==== Verilen metin ====

ODTÜ Deniz Bilimleri Enstitüsü Öğretim Üyesi Doç. Dr. Ali Cemal Gücü, AA muhabirine yaptığı açıklamada, enstitünün Gıda, Tarım ve Hayvancılık Bakanlığı adına 2 yıl önce başlattığı “Ulusal Balıkçılık Veri Toplama Programı için Karadeniz'de Hamsi Stoklarının Akustik Yöntem ile Belirlenmesi ve Sürekli İzleme Modelinin Oluşturulması Projesi”ne ilişkin bilgi verdi.

Enstitüye ait “RV BİLİM-2” araştırma gemisiyle başlattıkları projenin TÜBİTAK tarafından desteklendiğini belirten ve geçen yılki hamsi sezonu boyunca Karadeniz'e iki sefer yaptıklarını anlatan Gücü, bu yılki hamsi stoğunu belirlemek üzere 30 kişilik ekiple ilk seferlerine çıktıklarını söyledi.

==== Veriler ====

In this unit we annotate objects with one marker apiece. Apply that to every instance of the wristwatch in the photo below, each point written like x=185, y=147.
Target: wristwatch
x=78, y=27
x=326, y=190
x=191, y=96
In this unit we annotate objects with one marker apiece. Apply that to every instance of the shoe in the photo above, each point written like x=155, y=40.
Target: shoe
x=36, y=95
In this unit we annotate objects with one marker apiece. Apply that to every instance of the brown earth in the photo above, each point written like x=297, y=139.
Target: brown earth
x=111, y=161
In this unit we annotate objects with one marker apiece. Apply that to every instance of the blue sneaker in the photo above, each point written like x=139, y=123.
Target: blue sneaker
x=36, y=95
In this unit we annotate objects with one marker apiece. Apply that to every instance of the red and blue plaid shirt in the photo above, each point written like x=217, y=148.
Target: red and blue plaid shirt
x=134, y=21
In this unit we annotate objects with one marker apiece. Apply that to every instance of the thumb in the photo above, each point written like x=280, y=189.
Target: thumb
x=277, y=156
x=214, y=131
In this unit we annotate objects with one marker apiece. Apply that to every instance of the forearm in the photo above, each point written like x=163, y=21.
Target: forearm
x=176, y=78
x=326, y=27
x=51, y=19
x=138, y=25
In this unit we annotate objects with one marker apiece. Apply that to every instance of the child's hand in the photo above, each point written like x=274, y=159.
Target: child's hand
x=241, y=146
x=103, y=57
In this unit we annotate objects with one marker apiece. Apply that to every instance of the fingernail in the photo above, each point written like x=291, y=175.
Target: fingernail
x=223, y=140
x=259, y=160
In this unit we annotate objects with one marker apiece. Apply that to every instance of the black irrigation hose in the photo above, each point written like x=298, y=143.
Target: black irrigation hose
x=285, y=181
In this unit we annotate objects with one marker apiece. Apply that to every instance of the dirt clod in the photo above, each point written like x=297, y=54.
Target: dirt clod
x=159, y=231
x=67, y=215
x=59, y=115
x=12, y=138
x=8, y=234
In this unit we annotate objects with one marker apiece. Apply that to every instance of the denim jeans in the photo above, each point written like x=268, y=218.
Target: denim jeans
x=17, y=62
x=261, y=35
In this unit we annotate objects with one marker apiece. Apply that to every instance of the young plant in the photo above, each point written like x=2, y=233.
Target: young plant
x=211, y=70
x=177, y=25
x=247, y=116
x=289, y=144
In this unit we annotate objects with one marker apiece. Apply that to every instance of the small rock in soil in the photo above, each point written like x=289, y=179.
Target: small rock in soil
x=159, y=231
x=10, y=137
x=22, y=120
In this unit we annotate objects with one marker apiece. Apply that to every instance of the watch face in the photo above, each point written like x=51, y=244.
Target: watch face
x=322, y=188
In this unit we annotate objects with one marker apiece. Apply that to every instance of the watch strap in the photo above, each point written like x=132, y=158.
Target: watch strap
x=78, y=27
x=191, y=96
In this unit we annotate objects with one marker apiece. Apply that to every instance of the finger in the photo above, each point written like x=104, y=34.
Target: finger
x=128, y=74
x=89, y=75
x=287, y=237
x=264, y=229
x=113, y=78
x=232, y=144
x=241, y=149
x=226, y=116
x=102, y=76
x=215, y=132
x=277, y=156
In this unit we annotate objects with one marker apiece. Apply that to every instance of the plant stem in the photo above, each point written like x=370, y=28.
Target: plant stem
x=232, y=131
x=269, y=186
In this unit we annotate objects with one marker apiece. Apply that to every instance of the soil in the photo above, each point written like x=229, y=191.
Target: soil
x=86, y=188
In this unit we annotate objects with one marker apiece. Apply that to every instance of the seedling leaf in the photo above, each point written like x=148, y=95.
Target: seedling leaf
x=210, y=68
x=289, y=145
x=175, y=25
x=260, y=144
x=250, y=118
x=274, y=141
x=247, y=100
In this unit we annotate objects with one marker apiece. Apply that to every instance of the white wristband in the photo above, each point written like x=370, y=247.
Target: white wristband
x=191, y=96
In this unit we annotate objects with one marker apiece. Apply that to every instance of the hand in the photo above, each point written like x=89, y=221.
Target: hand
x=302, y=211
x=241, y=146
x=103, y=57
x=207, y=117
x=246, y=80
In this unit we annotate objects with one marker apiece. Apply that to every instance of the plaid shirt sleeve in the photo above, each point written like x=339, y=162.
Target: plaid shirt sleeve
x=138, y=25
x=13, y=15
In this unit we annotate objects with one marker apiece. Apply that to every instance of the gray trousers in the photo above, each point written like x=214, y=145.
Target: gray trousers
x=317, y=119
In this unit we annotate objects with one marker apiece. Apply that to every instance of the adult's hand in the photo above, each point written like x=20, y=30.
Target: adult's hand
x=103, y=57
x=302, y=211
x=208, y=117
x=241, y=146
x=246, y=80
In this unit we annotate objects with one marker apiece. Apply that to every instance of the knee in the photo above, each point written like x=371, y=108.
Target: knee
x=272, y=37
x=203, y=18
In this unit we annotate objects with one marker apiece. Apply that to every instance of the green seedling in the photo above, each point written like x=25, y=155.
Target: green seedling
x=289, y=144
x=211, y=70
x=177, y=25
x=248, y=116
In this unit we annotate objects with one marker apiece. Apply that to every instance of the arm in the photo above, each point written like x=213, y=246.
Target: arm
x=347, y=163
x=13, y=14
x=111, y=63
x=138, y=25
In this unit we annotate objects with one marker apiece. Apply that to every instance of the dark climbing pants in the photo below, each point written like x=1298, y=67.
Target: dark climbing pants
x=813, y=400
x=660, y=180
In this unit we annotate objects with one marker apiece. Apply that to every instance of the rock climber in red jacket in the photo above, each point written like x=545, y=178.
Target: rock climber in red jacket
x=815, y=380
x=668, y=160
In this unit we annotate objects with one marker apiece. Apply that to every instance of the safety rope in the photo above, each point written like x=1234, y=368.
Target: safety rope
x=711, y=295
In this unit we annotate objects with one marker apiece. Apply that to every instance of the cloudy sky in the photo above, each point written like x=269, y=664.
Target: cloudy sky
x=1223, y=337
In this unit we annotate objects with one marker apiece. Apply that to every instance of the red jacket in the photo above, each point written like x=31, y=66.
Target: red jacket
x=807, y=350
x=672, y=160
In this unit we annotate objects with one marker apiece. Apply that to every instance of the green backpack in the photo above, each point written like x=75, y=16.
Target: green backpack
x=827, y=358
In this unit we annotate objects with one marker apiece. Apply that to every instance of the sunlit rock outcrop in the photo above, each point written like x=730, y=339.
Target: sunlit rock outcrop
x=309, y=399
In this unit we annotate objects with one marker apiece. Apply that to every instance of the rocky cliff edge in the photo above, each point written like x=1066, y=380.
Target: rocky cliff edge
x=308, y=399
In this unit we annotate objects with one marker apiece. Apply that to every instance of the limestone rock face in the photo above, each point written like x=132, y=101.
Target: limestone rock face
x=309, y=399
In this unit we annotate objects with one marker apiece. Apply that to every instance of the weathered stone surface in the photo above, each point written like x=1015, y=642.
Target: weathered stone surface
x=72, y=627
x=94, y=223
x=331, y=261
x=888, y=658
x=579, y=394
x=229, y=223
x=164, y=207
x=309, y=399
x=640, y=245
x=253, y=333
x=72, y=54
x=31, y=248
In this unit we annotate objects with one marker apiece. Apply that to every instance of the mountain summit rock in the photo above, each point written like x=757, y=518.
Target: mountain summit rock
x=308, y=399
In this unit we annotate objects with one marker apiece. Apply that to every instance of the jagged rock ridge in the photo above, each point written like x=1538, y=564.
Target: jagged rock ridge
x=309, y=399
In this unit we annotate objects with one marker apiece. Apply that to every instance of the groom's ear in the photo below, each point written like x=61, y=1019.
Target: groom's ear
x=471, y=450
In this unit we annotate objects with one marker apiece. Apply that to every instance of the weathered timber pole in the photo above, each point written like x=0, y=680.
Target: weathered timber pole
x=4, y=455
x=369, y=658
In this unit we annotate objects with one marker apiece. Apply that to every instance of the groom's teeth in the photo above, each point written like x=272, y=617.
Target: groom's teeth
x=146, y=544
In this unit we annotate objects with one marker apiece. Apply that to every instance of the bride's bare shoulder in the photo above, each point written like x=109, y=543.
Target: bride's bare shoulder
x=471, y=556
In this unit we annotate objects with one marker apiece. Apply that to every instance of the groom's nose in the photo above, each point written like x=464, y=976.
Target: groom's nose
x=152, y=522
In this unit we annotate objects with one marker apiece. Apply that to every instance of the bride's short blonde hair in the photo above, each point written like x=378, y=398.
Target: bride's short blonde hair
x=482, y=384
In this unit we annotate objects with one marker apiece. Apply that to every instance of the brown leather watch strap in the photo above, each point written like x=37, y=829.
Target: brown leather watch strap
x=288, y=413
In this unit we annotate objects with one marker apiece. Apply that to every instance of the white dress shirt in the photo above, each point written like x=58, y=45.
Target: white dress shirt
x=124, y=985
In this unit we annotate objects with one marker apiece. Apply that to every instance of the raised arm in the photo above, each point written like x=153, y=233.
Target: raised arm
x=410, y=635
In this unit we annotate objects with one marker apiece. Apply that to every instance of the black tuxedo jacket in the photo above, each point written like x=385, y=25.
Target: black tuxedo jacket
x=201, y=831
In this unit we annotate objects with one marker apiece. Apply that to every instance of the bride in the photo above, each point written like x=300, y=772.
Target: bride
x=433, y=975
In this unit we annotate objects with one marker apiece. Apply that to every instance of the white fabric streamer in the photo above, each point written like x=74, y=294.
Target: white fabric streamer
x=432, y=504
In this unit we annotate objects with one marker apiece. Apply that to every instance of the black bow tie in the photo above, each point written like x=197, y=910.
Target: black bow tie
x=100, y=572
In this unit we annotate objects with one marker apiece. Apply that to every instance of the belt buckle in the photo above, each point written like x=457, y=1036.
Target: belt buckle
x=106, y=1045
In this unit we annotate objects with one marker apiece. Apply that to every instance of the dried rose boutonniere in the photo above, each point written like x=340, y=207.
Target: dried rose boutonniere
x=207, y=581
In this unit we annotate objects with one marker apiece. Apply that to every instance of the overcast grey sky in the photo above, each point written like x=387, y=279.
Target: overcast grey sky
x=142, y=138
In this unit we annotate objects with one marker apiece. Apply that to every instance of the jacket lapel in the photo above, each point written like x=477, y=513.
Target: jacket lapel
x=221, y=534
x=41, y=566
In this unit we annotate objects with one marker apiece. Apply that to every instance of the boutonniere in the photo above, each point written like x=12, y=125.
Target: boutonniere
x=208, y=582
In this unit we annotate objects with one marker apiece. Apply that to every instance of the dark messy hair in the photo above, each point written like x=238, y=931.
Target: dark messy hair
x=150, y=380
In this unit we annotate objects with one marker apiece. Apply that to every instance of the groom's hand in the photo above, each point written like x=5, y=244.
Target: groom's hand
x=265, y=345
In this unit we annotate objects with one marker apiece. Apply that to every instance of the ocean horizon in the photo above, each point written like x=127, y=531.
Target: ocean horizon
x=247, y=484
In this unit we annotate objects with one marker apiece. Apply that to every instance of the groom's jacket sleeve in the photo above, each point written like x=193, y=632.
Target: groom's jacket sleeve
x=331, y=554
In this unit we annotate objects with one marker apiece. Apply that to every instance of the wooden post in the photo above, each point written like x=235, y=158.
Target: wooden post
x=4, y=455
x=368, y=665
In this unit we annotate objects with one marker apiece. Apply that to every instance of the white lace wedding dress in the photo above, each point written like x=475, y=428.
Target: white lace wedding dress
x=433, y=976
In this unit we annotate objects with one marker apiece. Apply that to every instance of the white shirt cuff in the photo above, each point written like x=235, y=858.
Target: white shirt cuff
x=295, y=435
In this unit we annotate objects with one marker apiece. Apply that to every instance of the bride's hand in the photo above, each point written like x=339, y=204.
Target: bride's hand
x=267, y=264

====

Yapılacaklar =
1. Hamsi stokları metninde adı geçen bütün kurum ve kuruluşları sıralayın.
2. Hamsi stokları hakkındaki metnin devamını, son cümlesinden sonrasını sürdürerek yazın.
Kayıtların bu çalışmada hiçbir rolü yoktur.

Cevap anahtarı =
1. ODTÜ Deniz Bilimleri Enstitüsü, AA, Gıda, Tarım ve Hayvancılık Bakanlığı, TÜBİTAK

2.
Karadeniz'deki hamsi sayısını belirleyecek araştırmanın, aralık ortasına kadar süreceğini dile getiren Ali Cemal Gücü, şöyle devam etti:
 
“Türkiye'de avlanan balığın yüzde 60'ı hamsi. Proje de o yüzden hamsi üzerine. Projede temel amaç hamsi stoğunun durumunun ortaya konulması. Bu amaç doğrultusunda İstanbul'dan başlayacak araştırmada gemi, İğneada'dan Hopa'ya tüm Karadeniz kıyımız boyunca uydu verileri kullanılarak önceden tahmin edilecek olası alanlar akustik yöntemle taranacak. Hamsi sürülerinin bulunmasının ardından Trabzon Su Ürünleri Merkez Araştırma Enstitüsü'ne ait proje kapsamında yenilenmiş Sürat-1 araştırma teknesi de araştırmaya katılacak ve iki gemi sezon boyunca hamsiyi izleyerek balık sayımı yapılacak.”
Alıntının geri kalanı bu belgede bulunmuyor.